Exercise instructions: Write out the data below word for word, leaving out the pictures.

Material shown:
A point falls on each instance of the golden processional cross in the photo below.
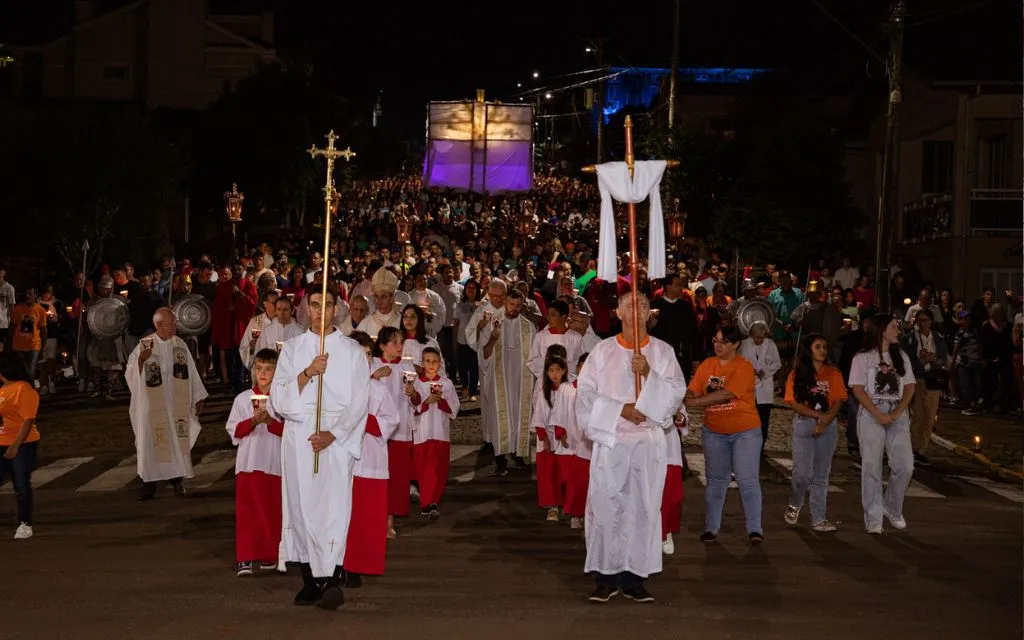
(632, 209)
(330, 197)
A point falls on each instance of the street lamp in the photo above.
(232, 204)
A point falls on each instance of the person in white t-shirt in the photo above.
(883, 381)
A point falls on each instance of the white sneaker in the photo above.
(668, 547)
(897, 521)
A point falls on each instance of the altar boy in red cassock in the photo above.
(256, 431)
(367, 544)
(435, 404)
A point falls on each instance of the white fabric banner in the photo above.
(613, 181)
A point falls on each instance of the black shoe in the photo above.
(603, 593)
(331, 596)
(638, 594)
(308, 595)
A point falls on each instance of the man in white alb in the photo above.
(629, 461)
(320, 504)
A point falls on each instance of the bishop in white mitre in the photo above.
(320, 504)
(167, 396)
(629, 459)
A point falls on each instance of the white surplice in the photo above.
(507, 385)
(164, 438)
(275, 333)
(320, 505)
(373, 463)
(628, 465)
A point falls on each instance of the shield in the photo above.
(108, 317)
(194, 314)
(753, 311)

The output:
A point falls on each instance of the golden processional cross in the photo below.
(632, 209)
(330, 197)
A point falls on each instance of the street lamp in the photo above.
(232, 204)
A point falls on each instance of the person in white t-shirt in the photo above.
(883, 381)
A point falls on each instance of the white sneaker in the photo above.
(668, 547)
(897, 521)
A point falls on each instance of the altar boy in red cassock in the photo above.
(256, 431)
(367, 544)
(435, 404)
A point falls on each instance of the white fabric banner in the photo above.
(613, 181)
A point falls on each instance of the black shoe in the photo above.
(603, 593)
(331, 596)
(638, 594)
(308, 595)
A point falls on each instance of the man in white alb in the photo above.
(629, 461)
(320, 504)
A point falls on each instance of the bishop in white mitre in the photo above.
(320, 504)
(167, 396)
(629, 459)
A point falls on each instance of the white surplice in the photo above.
(507, 385)
(164, 438)
(275, 333)
(320, 505)
(373, 463)
(628, 465)
A point falls on each instance of the shield in the photo above.
(108, 317)
(194, 314)
(753, 311)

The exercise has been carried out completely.